#### [Work required]
The entries below contain a line with "Task: Indicate the branch" and a line with "Task: Indicate the green". Retype exactly everything from the first down to the second, both included, and nothing else.

#### [Records for the exercise]
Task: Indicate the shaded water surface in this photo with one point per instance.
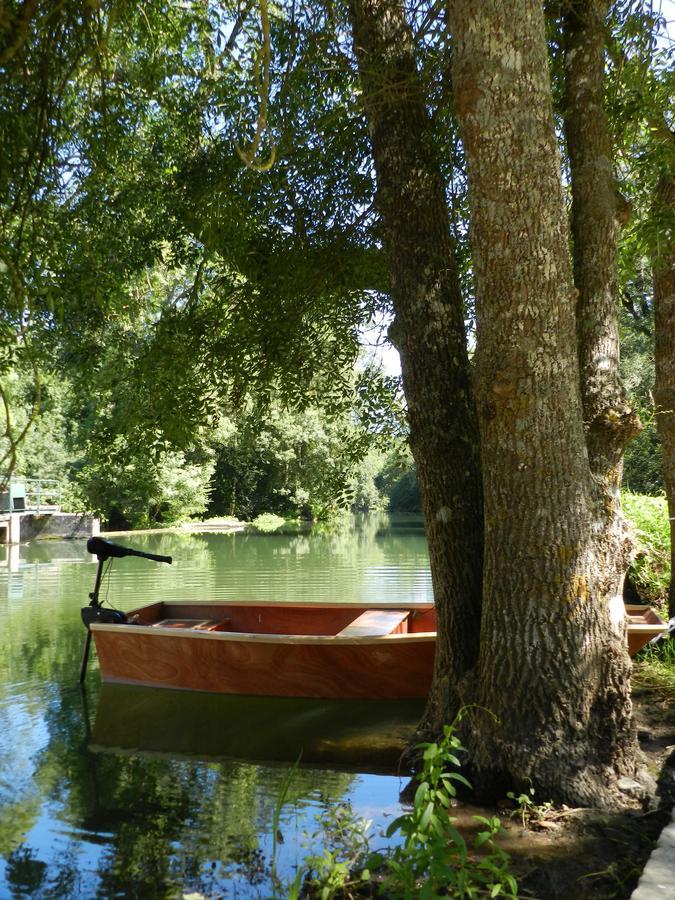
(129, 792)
==
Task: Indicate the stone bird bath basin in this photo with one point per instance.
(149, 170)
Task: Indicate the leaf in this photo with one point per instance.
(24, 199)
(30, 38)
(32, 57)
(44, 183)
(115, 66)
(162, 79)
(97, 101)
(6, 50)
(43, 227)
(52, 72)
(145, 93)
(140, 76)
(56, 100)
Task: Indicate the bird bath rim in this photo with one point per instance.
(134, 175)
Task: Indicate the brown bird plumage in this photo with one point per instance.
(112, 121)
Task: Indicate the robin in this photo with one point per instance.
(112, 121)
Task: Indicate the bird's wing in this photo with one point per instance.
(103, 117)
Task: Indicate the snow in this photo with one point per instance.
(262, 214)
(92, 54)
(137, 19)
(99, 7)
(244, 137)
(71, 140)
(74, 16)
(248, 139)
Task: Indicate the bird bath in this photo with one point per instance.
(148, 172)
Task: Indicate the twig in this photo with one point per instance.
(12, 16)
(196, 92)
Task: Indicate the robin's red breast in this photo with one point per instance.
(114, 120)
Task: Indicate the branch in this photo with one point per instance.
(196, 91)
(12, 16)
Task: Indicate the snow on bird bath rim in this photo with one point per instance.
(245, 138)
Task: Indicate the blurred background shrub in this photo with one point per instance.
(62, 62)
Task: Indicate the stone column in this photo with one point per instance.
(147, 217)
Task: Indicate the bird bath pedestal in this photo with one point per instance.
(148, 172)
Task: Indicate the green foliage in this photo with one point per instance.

#### [Reply]
Task: Indicate the branch in this photo with one point per instance.
(196, 91)
(12, 16)
Task: Indicate the snow on bird bath rim in this photo with one point per instance.
(245, 138)
Task: Indicate the blurred background shrub in this photo with one point per instance.
(62, 62)
Task: Indicate the stone column in this photo with one point per instance.
(147, 217)
Task: Indicate the bird bath pedestal in this photo with one point per instance.
(148, 172)
Task: Indicate the green foliage in this photo with one point per instance.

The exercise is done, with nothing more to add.